- _Things to do_:
a: According to the piece on Provo's pest house, in what year did the city council pass an ordinance providing for quarantine and sanitary regulations?
b: Please copy word for word the part of the Provo pest house piece between "Provo Had a" and "recovered or died.", inclusive.

- _Document extract_:
####
Provo Had a “Pest House” for Those with Communicable Diseases.

Contagious diseases like measles, diphtheria, and small pox reigned among the most dreaded scourges of frontier life.  No vaccination for measles and diphtheria existed, and the isolation of the patient was one of the only ways to prevent the spread of these diseases. Even though many Provo residents had been inoculated for small pox, travelers sometimes carried the illness into town. They were promptly isolated until they recovered or died.

Provo did not have a specific place set aside for isolating infected patients until the spring of 1873 when a wayfarer, Captain R.C. Thomas, entered the city with little more than the clothes on his back and a case of small pox.

The Provo City Council rapidly authorized the purchase of 50 or 60 acres of land near the mountains and constructed a “pest house,” so called because it was used to confine people suffering from a pestilence, or a communicable disease. Thomas recovered in a little more than two weeks.

In 1877, a transient from California who was also suffering from small pox entered Provo. Workmen added another room onto the pest house for the use of attending nurses, and the new patient moved in. He survived, but a local teenage boy contracted the disease and died.

Increased fear of contagious diseases motivated the city council to pass an ordinance in 1878 that provided for quarantine and sanitary regulations. This ordinance required the appointment of a quarantine physician. The isolation at home of those who were ill with a serious disease and the marking of their residence with a yellow flag were now required by law. The ordinance also levied fines for those knowingly transporting sick people into Provo or for violating any part of the ordinance.

With infected people now confined to their own homes, the use of the “pest house” dwindled and it gradually became dilapidated. Workmen finally razed it in the 20th Century.
####
- _Data for analysis_:
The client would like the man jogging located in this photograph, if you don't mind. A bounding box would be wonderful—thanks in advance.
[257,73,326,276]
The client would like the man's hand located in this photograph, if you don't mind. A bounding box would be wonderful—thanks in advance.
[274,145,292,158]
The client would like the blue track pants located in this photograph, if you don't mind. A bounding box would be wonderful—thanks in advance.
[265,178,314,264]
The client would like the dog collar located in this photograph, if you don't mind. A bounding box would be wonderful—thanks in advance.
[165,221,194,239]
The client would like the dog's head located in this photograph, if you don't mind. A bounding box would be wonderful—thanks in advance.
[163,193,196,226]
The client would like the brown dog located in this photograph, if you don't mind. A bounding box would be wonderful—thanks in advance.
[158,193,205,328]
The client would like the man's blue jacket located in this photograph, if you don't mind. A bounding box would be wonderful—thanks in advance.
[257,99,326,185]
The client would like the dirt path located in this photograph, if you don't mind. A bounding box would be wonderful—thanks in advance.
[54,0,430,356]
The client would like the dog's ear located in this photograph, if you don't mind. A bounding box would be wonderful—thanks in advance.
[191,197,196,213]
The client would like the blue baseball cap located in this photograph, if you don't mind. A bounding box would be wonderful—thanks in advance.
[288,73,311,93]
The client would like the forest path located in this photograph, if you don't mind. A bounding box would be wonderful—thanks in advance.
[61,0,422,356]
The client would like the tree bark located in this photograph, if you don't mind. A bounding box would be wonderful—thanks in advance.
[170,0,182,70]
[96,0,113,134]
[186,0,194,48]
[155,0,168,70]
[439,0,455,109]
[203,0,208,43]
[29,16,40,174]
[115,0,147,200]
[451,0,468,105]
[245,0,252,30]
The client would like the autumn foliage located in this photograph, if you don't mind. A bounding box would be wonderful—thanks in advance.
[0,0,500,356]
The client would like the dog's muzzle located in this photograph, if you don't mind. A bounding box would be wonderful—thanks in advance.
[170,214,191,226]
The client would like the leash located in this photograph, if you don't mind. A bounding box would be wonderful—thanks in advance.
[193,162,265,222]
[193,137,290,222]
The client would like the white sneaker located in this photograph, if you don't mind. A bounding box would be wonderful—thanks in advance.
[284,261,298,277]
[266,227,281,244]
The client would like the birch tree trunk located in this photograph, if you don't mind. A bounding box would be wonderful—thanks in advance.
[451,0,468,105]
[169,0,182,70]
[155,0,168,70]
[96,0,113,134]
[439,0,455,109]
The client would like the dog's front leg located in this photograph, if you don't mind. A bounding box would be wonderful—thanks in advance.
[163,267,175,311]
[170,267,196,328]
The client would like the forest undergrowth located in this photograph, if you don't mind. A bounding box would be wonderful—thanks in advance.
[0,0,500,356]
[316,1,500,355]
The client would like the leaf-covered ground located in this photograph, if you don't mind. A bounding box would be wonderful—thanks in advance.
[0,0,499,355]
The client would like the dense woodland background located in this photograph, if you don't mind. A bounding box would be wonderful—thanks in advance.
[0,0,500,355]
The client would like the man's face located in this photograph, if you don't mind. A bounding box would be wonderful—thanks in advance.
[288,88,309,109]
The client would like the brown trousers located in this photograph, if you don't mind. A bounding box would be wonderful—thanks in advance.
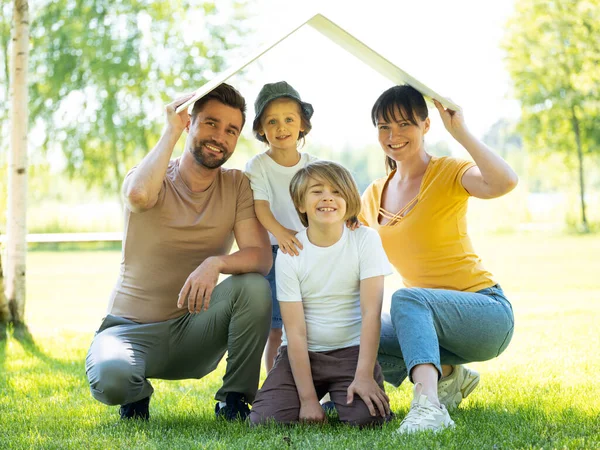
####
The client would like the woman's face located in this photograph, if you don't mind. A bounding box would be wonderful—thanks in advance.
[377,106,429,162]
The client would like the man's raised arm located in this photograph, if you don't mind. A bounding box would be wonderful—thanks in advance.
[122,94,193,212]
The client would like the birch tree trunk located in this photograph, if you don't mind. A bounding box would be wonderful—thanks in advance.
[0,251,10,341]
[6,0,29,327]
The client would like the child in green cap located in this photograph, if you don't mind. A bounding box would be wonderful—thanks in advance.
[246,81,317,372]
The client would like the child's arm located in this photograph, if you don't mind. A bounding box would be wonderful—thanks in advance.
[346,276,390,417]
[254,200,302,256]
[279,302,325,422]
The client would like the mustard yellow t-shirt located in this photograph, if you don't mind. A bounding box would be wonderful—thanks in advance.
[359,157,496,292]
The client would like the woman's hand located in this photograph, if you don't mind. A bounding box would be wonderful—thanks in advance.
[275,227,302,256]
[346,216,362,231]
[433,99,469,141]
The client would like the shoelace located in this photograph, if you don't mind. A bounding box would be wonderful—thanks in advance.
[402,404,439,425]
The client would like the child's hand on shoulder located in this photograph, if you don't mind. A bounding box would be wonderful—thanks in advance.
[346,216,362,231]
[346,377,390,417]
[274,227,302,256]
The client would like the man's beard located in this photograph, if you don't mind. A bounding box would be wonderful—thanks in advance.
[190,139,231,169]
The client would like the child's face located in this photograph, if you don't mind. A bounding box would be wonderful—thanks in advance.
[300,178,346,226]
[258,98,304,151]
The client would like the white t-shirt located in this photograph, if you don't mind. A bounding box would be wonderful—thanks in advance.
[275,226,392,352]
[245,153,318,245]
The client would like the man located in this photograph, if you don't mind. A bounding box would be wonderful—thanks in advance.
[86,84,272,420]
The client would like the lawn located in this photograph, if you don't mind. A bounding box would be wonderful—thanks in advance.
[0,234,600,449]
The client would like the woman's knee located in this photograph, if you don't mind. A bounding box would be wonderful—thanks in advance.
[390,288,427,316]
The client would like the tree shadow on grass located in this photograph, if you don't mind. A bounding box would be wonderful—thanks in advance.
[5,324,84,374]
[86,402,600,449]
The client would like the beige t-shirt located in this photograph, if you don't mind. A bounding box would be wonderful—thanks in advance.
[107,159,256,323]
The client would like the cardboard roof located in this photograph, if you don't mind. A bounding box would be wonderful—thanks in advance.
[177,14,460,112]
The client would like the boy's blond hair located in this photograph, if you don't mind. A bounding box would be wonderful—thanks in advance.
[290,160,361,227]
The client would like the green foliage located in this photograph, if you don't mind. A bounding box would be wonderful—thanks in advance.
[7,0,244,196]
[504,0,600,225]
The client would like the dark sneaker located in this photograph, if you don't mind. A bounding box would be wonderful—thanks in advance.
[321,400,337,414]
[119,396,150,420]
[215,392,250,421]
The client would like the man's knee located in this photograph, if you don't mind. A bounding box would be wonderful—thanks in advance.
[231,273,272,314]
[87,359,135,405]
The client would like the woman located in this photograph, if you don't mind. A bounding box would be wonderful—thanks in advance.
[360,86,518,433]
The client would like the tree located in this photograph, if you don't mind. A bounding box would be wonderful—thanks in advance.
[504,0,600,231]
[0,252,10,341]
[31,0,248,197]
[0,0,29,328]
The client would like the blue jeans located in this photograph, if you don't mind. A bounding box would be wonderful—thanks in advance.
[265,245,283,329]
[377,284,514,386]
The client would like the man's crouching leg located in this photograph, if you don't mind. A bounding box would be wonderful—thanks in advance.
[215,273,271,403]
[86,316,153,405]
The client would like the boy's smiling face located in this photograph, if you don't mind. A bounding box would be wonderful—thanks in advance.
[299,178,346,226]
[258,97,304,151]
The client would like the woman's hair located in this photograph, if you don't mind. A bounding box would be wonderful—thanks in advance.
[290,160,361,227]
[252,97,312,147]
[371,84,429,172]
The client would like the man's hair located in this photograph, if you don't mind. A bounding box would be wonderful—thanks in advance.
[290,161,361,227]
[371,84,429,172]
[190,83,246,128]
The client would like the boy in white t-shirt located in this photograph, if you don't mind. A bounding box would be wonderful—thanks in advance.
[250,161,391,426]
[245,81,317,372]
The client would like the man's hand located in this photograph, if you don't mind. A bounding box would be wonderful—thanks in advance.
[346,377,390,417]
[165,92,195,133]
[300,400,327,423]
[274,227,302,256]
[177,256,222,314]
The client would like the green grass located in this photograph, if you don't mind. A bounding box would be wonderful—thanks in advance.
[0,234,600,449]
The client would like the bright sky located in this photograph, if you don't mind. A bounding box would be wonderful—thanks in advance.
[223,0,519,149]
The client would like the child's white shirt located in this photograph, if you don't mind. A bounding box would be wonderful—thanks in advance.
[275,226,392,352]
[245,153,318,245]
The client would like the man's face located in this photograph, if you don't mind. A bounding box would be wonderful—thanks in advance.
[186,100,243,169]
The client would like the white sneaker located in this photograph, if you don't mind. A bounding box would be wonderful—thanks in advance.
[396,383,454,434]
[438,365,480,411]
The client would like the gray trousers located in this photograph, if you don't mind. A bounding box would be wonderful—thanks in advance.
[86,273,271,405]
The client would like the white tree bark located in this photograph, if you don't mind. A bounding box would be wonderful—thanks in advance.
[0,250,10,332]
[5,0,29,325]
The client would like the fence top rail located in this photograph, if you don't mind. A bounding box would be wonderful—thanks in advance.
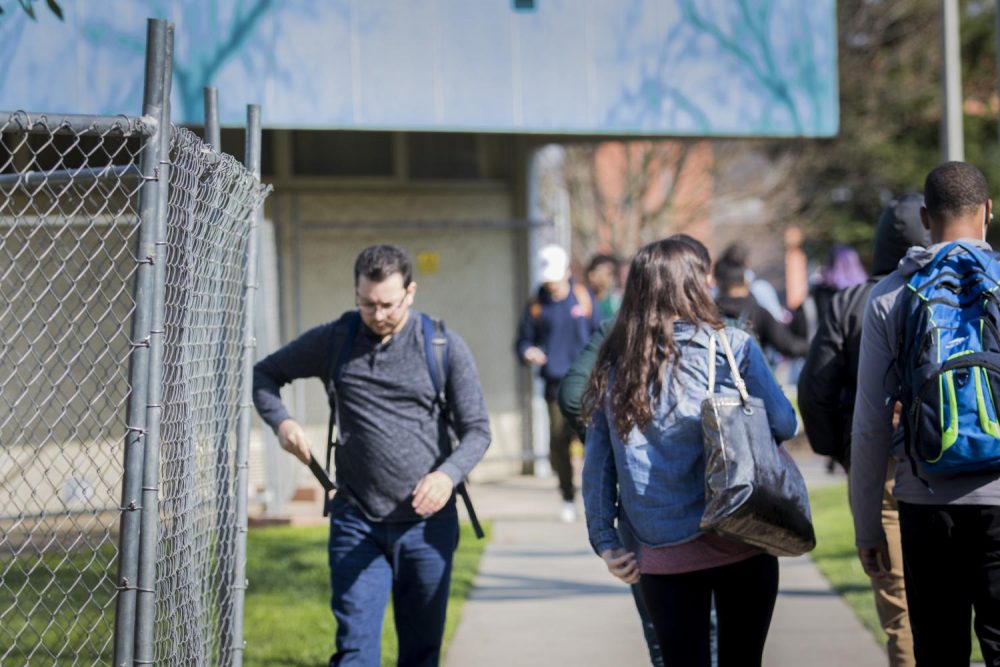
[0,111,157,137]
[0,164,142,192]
####
- _Solved tasks_:
a: 1878

b:
Provo Had a “Pest House” for Those with Communicable Diseases.

Contagious diseases like measles, diphtheria, and small pox reigned among the most dreaded scourges of frontier life.  No vaccination for measles and diphtheria existed, and the isolation of the patient was one of the only ways to prevent the spread of these diseases. Even though many Provo residents had been inoculated for small pox, travelers sometimes carried the illness into town. They were promptly isolated until they recovered or died.